WHAT TO PRODUCE: Read the data and repeat it in full, exactly.

RECORD EXTRACTS:
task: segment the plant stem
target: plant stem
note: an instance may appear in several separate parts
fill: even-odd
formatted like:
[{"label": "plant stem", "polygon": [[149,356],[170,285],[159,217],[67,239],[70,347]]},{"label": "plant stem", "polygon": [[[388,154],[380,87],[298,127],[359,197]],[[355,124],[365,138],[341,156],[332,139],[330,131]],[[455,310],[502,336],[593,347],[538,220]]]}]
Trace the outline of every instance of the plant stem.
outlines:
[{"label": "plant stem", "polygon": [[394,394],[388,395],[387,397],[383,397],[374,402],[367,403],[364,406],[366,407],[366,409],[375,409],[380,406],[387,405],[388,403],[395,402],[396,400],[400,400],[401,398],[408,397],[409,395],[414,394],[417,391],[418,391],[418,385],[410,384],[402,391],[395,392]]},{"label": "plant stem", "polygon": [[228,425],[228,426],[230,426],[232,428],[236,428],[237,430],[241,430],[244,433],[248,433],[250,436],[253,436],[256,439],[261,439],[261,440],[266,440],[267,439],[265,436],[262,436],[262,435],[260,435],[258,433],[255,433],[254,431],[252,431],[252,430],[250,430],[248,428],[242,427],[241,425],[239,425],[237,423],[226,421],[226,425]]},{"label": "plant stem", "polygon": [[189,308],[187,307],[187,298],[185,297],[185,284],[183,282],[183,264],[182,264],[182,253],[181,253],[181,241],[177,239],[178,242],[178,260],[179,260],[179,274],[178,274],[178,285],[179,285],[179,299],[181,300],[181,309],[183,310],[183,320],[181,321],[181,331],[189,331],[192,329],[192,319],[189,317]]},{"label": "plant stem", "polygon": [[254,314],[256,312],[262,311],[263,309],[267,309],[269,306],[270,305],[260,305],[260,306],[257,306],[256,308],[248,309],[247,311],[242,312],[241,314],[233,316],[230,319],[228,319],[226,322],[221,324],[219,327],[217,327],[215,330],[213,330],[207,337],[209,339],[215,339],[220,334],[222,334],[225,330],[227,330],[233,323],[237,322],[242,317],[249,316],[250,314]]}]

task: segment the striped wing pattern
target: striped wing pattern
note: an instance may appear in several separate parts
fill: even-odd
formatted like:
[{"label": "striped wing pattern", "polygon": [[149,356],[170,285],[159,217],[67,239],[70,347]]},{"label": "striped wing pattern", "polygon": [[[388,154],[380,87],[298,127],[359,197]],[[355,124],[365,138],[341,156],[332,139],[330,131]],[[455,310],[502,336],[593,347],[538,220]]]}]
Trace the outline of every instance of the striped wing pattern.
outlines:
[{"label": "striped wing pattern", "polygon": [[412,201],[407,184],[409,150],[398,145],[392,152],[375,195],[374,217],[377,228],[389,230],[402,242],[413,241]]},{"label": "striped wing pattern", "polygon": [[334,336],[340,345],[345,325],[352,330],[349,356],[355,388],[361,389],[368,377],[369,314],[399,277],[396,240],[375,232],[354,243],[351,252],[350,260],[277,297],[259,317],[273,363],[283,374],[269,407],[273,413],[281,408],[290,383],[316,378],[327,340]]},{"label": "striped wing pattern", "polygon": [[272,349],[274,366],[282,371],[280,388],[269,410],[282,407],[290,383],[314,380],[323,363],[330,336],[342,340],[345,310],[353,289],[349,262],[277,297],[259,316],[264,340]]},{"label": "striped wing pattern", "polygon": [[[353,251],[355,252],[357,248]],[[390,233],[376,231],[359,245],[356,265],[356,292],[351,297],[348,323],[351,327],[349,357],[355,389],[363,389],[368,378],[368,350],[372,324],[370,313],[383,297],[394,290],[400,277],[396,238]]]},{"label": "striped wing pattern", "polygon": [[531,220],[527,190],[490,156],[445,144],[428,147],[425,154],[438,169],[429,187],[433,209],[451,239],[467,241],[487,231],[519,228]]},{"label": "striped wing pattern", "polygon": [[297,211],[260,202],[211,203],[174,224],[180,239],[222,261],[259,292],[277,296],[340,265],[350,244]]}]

SOLUTION TO THIS PROBLEM:
task: segment the plant stem
target: plant stem
note: an instance may appear in several separate parts
fill: even-odd
formatted like:
[{"label": "plant stem", "polygon": [[149,356],[170,285],[159,217],[67,239],[70,347]]},{"label": "plant stem", "polygon": [[[388,154],[380,87],[298,127],[359,197]],[[355,124],[365,138],[341,156],[332,139],[330,131]],[[455,310],[502,336],[593,347],[538,220]]]}]
Trace the outline of every instance of the plant stem.
outlines:
[{"label": "plant stem", "polygon": [[394,394],[388,395],[387,397],[383,397],[374,402],[367,403],[364,406],[366,407],[366,409],[375,409],[380,406],[387,405],[388,403],[395,402],[396,400],[400,400],[401,398],[408,397],[409,395],[414,394],[417,391],[418,391],[418,385],[410,384],[402,391],[395,392]]},{"label": "plant stem", "polygon": [[228,425],[228,426],[230,426],[232,428],[236,428],[237,430],[241,430],[244,433],[248,433],[250,436],[253,436],[256,439],[261,439],[261,440],[266,440],[267,439],[265,436],[262,436],[262,435],[260,435],[258,433],[255,433],[254,431],[252,431],[252,430],[250,430],[248,428],[242,427],[241,425],[239,425],[237,423],[226,421],[226,425]]},{"label": "plant stem", "polygon": [[189,308],[187,307],[187,298],[185,297],[185,284],[183,282],[183,264],[182,264],[182,253],[181,253],[181,241],[177,239],[178,242],[178,260],[179,260],[179,274],[178,274],[178,285],[179,285],[179,299],[181,300],[181,309],[183,310],[183,320],[181,321],[181,331],[189,331],[192,329],[192,319],[189,317]]},{"label": "plant stem", "polygon": [[254,314],[256,312],[262,311],[263,309],[267,309],[269,306],[270,305],[260,305],[260,306],[257,306],[256,308],[248,309],[247,311],[242,312],[241,314],[233,316],[230,319],[228,319],[226,322],[221,324],[219,327],[217,327],[215,330],[213,330],[207,337],[209,339],[215,339],[220,334],[222,334],[225,330],[227,330],[233,323],[237,322],[242,317],[249,316],[250,314]]}]

task: segment the striped wing pattern
target: striped wing pattern
note: an instance may appear in several separate parts
fill: even-odd
formatted like:
[{"label": "striped wing pattern", "polygon": [[149,356],[170,285],[159,217],[67,239],[70,347]]},{"label": "striped wing pattern", "polygon": [[[388,154],[380,87],[298,127],[359,197]],[[355,124],[365,138],[341,156],[332,139],[330,131]],[[455,310],[502,336],[593,347],[538,220]]]}]
Trace the outline of every instance of the striped wing pattern.
outlines:
[{"label": "striped wing pattern", "polygon": [[412,201],[407,184],[409,150],[398,145],[392,152],[375,195],[374,217],[377,228],[389,230],[402,242],[413,241]]},{"label": "striped wing pattern", "polygon": [[334,336],[340,345],[345,325],[352,330],[349,356],[355,388],[361,389],[368,377],[369,314],[399,277],[396,240],[375,232],[354,243],[351,252],[350,260],[277,297],[259,317],[273,363],[283,374],[269,407],[273,413],[281,408],[290,383],[316,378],[327,340]]},{"label": "striped wing pattern", "polygon": [[272,349],[274,366],[282,371],[280,388],[269,410],[282,407],[290,383],[314,380],[323,363],[330,336],[342,340],[345,310],[353,289],[349,262],[277,297],[259,316],[264,340]]},{"label": "striped wing pattern", "polygon": [[[353,251],[355,252],[357,248]],[[390,233],[376,231],[359,245],[356,265],[356,292],[351,297],[348,323],[351,327],[349,357],[355,389],[363,389],[368,378],[368,350],[372,324],[370,313],[383,297],[394,290],[400,277],[396,238]]]},{"label": "striped wing pattern", "polygon": [[531,220],[527,190],[490,156],[445,144],[428,147],[425,154],[438,169],[429,187],[433,209],[451,239],[467,241],[487,231],[519,228]]},{"label": "striped wing pattern", "polygon": [[297,211],[260,202],[211,203],[174,224],[180,239],[222,261],[259,292],[277,296],[340,265],[350,244]]}]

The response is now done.